◆ Description of the task:
Gather every line of the records below that contains the string "blazer", and copy each one in full.

◆ Available data:
☆ ☆ ☆ ☆
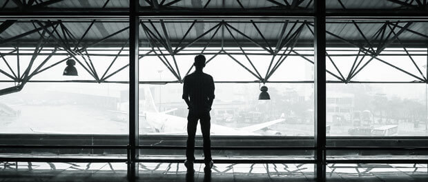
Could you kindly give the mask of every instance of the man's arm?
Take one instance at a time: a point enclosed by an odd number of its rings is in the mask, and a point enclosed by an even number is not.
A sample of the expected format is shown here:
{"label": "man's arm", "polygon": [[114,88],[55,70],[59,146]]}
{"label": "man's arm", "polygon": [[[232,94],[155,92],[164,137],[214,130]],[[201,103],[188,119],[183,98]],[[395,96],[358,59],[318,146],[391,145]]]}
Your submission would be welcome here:
{"label": "man's arm", "polygon": [[213,106],[213,101],[214,101],[214,98],[215,97],[215,96],[214,95],[214,90],[215,90],[215,86],[214,86],[214,80],[213,79],[213,77],[211,77],[211,80],[210,80],[210,88],[209,88],[209,95],[208,97],[208,103],[210,105],[210,110],[211,110],[211,106]]}
{"label": "man's arm", "polygon": [[191,108],[191,101],[188,99],[188,84],[187,83],[186,79],[184,78],[184,81],[183,84],[183,96],[182,98],[186,101],[186,104],[187,104],[187,108]]}

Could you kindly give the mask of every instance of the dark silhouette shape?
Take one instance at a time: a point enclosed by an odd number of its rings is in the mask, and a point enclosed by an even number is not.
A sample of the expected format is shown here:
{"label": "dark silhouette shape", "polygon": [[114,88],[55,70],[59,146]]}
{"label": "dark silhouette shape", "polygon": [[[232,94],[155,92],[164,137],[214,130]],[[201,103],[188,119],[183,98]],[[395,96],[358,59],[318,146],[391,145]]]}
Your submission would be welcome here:
{"label": "dark silhouette shape", "polygon": [[77,76],[77,69],[75,67],[76,61],[73,59],[67,60],[67,67],[64,69],[62,74],[64,76]]}
{"label": "dark silhouette shape", "polygon": [[205,60],[204,55],[200,54],[195,57],[193,65],[195,71],[186,76],[183,85],[183,99],[188,107],[186,150],[187,160],[184,162],[184,165],[188,170],[192,170],[195,161],[195,134],[198,120],[200,120],[204,139],[205,168],[211,170],[213,167],[210,140],[210,110],[214,100],[214,81],[211,75],[202,72],[205,67]]}

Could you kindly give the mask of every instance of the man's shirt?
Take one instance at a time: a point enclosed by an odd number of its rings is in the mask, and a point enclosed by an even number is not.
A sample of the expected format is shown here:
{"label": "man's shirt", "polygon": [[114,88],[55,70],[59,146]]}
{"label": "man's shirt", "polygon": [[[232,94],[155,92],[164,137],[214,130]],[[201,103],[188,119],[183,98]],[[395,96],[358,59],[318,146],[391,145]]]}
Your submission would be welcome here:
{"label": "man's shirt", "polygon": [[183,99],[190,98],[190,108],[200,110],[210,109],[208,99],[214,99],[213,77],[204,72],[195,72],[184,78]]}

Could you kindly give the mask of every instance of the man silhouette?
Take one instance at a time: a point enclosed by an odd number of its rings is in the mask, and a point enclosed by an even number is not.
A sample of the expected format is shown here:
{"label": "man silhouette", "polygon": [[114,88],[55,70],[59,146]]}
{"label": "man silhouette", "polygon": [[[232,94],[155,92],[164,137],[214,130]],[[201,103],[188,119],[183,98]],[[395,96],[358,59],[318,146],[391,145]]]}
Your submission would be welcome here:
{"label": "man silhouette", "polygon": [[183,99],[188,107],[187,116],[187,148],[184,165],[188,170],[193,170],[195,161],[195,134],[197,121],[200,120],[201,131],[204,139],[205,170],[213,168],[210,140],[210,110],[214,100],[214,81],[213,77],[202,72],[205,67],[205,57],[199,54],[195,57],[195,71],[184,78]]}

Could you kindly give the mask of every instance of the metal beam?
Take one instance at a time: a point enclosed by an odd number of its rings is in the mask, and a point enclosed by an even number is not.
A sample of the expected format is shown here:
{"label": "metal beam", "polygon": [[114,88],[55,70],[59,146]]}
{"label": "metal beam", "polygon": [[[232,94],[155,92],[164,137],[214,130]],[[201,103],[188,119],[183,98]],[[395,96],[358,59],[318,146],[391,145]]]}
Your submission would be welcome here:
{"label": "metal beam", "polygon": [[128,177],[134,180],[138,176],[138,159],[139,152],[136,146],[139,145],[139,25],[137,14],[139,3],[138,0],[130,1],[129,16],[129,147],[128,152]]}
{"label": "metal beam", "polygon": [[326,180],[326,12],[325,1],[315,0],[314,8],[315,50],[315,143],[317,148],[315,174],[318,181]]}

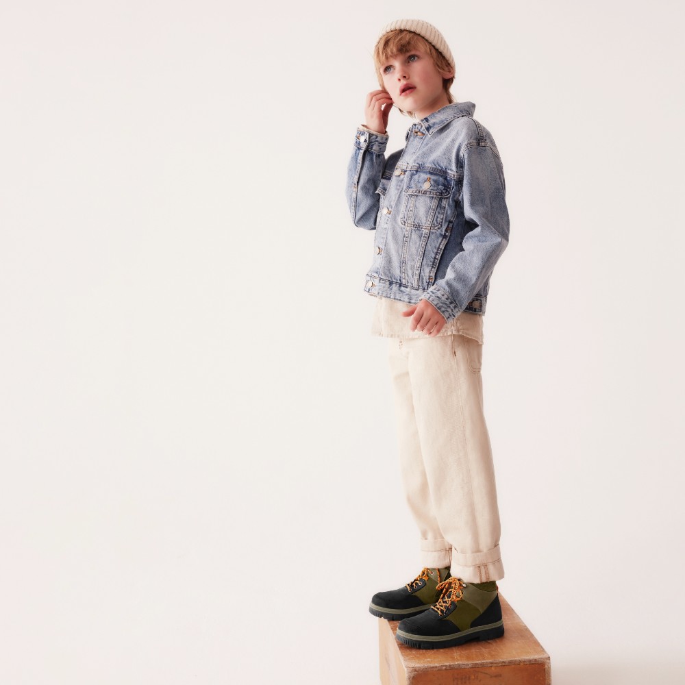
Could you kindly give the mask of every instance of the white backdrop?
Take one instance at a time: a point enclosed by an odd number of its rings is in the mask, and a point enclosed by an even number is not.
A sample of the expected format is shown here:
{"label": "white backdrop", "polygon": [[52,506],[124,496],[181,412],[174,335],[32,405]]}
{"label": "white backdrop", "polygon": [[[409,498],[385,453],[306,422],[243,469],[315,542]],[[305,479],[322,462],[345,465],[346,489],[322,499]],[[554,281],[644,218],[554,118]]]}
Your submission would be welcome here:
{"label": "white backdrop", "polygon": [[502,593],[556,685],[683,682],[682,3],[5,0],[3,685],[378,682],[419,569],[343,186],[413,16],[505,165]]}

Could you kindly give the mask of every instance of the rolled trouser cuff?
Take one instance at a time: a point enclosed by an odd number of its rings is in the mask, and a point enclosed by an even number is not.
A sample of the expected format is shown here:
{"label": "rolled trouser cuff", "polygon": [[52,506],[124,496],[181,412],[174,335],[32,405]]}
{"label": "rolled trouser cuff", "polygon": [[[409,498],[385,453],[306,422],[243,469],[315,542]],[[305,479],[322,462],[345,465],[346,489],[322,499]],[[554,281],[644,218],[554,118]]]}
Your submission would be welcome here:
{"label": "rolled trouser cuff", "polygon": [[445,569],[449,566],[452,546],[447,540],[422,540],[421,564],[428,569]]}
{"label": "rolled trouser cuff", "polygon": [[452,550],[449,573],[467,583],[486,583],[504,577],[499,545],[486,552],[462,554]]}

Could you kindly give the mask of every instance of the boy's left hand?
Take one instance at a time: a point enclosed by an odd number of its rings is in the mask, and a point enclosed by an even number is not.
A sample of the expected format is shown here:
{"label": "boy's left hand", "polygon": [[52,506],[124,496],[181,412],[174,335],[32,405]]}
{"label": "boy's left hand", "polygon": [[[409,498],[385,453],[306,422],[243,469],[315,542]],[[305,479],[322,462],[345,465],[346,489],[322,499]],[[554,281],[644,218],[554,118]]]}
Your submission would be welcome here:
{"label": "boy's left hand", "polygon": [[403,316],[412,317],[412,330],[418,329],[427,336],[434,337],[445,325],[445,316],[428,301],[419,300],[402,312]]}

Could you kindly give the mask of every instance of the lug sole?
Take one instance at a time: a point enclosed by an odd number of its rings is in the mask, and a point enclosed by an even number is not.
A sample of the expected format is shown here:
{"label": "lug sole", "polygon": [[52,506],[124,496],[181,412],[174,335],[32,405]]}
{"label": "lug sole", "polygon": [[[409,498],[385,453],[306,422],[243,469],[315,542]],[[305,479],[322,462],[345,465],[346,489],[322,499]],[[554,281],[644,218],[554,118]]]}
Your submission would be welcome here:
{"label": "lug sole", "polygon": [[504,634],[504,621],[479,625],[475,628],[462,630],[455,636],[412,635],[398,630],[397,638],[403,645],[417,649],[440,649],[446,647],[456,647],[471,640],[495,640]]}
{"label": "lug sole", "polygon": [[401,621],[403,619],[411,619],[412,616],[423,614],[431,608],[430,604],[414,607],[412,609],[388,609],[375,604],[369,605],[369,612],[379,619],[387,619],[388,621]]}

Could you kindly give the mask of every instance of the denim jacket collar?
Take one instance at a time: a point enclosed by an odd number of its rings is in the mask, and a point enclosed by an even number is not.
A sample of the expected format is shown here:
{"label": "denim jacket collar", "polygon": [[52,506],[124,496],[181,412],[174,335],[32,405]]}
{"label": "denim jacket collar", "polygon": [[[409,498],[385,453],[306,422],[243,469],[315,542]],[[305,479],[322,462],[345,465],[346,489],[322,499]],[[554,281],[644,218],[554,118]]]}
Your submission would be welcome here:
{"label": "denim jacket collar", "polygon": [[452,104],[445,105],[437,112],[424,116],[411,127],[420,126],[429,136],[432,136],[438,129],[449,123],[452,119],[458,116],[473,116],[475,111],[475,105],[473,102],[453,102]]}

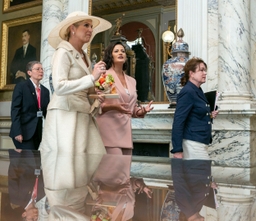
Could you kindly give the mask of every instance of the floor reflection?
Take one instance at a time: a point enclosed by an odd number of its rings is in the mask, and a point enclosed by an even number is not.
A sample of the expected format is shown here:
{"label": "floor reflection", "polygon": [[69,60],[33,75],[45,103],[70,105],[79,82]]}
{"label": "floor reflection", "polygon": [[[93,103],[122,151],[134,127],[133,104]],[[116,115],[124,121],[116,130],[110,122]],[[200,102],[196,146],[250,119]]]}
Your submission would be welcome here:
{"label": "floor reflection", "polygon": [[[2,211],[1,220],[52,221],[49,219],[51,213],[57,214],[58,218],[54,220],[158,220],[159,214],[157,219],[151,217],[152,188],[145,184],[143,178],[130,175],[132,156],[105,154],[100,157],[101,161],[87,184],[86,213],[80,214],[65,206],[49,207],[39,151],[23,150],[18,153],[9,150],[8,198],[2,197],[5,202],[8,200],[9,205]],[[162,202],[159,207],[161,205]]]}

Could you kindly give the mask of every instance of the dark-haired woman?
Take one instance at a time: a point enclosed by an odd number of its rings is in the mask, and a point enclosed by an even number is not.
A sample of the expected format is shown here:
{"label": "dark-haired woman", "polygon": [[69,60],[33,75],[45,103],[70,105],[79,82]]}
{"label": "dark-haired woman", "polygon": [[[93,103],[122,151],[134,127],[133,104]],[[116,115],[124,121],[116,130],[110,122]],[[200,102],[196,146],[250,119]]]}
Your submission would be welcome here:
{"label": "dark-haired woman", "polygon": [[206,63],[192,58],[187,61],[184,72],[181,79],[184,87],[177,96],[172,127],[172,178],[181,210],[180,220],[203,221],[204,217],[199,214],[202,206],[214,207],[207,146],[212,141],[212,118],[218,111],[211,112],[200,87],[206,81]]}
{"label": "dark-haired woman", "polygon": [[105,50],[103,61],[106,74],[115,80],[118,99],[105,99],[101,104],[102,114],[97,116],[100,134],[109,154],[132,154],[132,117],[144,117],[150,112],[152,101],[145,107],[137,105],[136,80],[128,76],[127,56],[121,42],[111,43]]}

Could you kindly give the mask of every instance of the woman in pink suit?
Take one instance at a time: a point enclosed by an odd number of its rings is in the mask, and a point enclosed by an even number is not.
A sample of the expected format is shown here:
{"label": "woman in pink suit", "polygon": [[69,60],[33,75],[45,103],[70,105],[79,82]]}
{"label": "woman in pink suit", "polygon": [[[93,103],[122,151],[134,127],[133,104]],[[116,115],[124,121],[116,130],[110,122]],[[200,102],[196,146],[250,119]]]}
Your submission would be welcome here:
{"label": "woman in pink suit", "polygon": [[102,114],[97,116],[99,131],[108,154],[131,155],[132,117],[144,117],[153,107],[153,101],[145,107],[137,105],[136,80],[127,74],[127,56],[121,42],[112,42],[105,50],[103,61],[106,74],[115,80],[118,99],[105,99]]}

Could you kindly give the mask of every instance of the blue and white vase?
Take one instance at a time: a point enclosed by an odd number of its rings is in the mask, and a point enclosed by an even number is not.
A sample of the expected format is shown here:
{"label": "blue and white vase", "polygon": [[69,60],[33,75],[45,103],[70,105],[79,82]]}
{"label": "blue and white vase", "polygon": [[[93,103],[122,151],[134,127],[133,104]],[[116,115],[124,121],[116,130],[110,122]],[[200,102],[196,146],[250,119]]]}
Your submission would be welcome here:
{"label": "blue and white vase", "polygon": [[170,107],[176,106],[177,95],[182,89],[180,79],[184,75],[184,66],[189,60],[188,44],[183,41],[184,32],[177,33],[179,40],[172,45],[172,58],[168,59],[162,67],[162,81]]}

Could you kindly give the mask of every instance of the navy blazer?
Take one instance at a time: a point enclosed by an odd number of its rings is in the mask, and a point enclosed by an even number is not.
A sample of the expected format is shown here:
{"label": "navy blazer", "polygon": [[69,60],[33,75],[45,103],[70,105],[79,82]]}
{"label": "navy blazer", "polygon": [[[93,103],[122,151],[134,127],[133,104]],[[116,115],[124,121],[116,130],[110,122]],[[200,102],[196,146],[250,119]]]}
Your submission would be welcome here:
{"label": "navy blazer", "polygon": [[177,96],[177,106],[172,126],[171,153],[183,152],[182,140],[204,144],[212,141],[210,104],[203,90],[188,81]]}
{"label": "navy blazer", "polygon": [[[43,85],[40,87],[41,110],[43,116],[46,117],[50,94],[46,87]],[[38,110],[36,91],[31,80],[28,79],[16,84],[12,95],[10,137],[14,138],[21,134],[24,140],[31,139],[38,121],[42,120],[41,117],[37,117]]]}

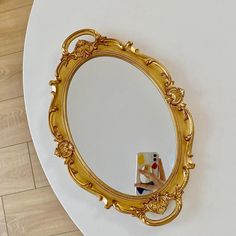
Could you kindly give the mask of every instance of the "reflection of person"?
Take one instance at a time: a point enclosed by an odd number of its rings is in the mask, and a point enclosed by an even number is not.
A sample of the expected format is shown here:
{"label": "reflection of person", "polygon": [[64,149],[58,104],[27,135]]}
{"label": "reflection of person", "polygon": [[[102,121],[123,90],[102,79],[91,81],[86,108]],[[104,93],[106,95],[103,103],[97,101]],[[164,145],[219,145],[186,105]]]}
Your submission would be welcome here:
{"label": "reflection of person", "polygon": [[[135,187],[137,188],[142,188],[145,190],[149,191],[156,191],[159,188],[161,188],[165,181],[166,181],[166,176],[165,176],[165,171],[163,168],[163,164],[161,161],[161,158],[159,156],[154,158],[154,163],[152,166],[149,166],[150,168],[144,168],[144,169],[139,169],[139,173],[141,175],[144,175],[147,179],[150,180],[149,183],[136,183]],[[150,169],[152,171],[150,171]],[[157,170],[157,171],[154,171]],[[155,174],[157,173],[157,175]]]}

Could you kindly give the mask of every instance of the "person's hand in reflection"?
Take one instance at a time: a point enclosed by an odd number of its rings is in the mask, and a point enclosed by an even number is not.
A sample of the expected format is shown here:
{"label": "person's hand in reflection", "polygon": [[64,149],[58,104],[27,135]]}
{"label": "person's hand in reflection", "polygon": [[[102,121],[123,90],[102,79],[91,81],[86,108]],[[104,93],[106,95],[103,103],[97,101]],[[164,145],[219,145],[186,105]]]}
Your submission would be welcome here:
{"label": "person's hand in reflection", "polygon": [[156,191],[160,189],[166,182],[166,176],[163,168],[163,164],[160,158],[157,159],[157,168],[158,168],[158,176],[154,173],[150,173],[148,170],[139,170],[139,173],[144,175],[146,178],[150,180],[149,183],[136,183],[135,187],[143,188],[149,191]]}

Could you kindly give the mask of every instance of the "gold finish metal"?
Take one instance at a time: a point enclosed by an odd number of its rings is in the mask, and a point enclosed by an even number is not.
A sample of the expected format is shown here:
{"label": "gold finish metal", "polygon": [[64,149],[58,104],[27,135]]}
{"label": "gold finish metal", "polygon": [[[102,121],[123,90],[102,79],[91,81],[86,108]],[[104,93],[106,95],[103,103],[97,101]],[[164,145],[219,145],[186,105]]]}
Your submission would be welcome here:
{"label": "gold finish metal", "polygon": [[[90,35],[94,41],[78,39]],[[73,51],[69,46],[77,40]],[[62,45],[61,62],[56,69],[55,80],[50,81],[53,99],[49,109],[49,125],[57,142],[55,155],[64,159],[75,182],[95,194],[105,203],[105,208],[138,217],[150,226],[159,226],[172,221],[182,208],[182,194],[189,179],[192,162],[193,119],[183,102],[184,90],[174,86],[170,74],[157,60],[139,52],[132,42],[123,44],[119,40],[101,36],[95,30],[83,29],[71,34]],[[176,127],[177,157],[174,169],[159,190],[145,196],[131,196],[109,187],[93,173],[84,162],[73,142],[66,113],[67,93],[76,70],[86,61],[100,56],[112,56],[133,64],[147,75],[167,102]],[[147,217],[147,212],[163,214],[170,200],[176,205],[173,212],[159,220]]]}

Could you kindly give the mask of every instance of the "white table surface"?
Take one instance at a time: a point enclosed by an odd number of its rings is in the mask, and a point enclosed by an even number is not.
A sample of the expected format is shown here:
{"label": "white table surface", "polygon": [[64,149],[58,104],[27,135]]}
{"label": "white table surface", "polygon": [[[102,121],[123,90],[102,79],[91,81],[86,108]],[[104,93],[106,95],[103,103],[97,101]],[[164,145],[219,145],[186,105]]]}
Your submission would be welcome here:
{"label": "white table surface", "polygon": [[[85,235],[235,235],[236,4],[233,0],[35,0],[24,50],[28,122],[45,174],[61,204]],[[185,88],[196,135],[184,207],[162,227],[106,210],[80,189],[53,156],[48,128],[50,87],[66,36],[81,28],[134,41],[157,57]]]}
☆ ☆ ☆ ☆
◆ Response:
Could you kindly give the mask of every instance of the navy blazer?
{"label": "navy blazer", "polygon": [[69,60],[33,75],[45,103],[70,105],[79,82]]}
{"label": "navy blazer", "polygon": [[[93,103],[122,151],[134,127],[133,104]],[[116,115],[124,121],[116,130],[110,122]],[[200,102],[196,146],[250,119]]]}
{"label": "navy blazer", "polygon": [[177,96],[177,106],[172,126],[171,153],[183,152],[182,140],[204,144],[212,141],[210,104],[203,90],[188,81]]}
{"label": "navy blazer", "polygon": [[[43,85],[40,87],[41,110],[43,116],[46,117],[50,94],[46,87]],[[38,110],[36,91],[31,80],[28,79],[16,84],[12,95],[10,137],[14,138],[21,134],[24,140],[31,139],[38,121],[42,120],[41,117],[37,117]]]}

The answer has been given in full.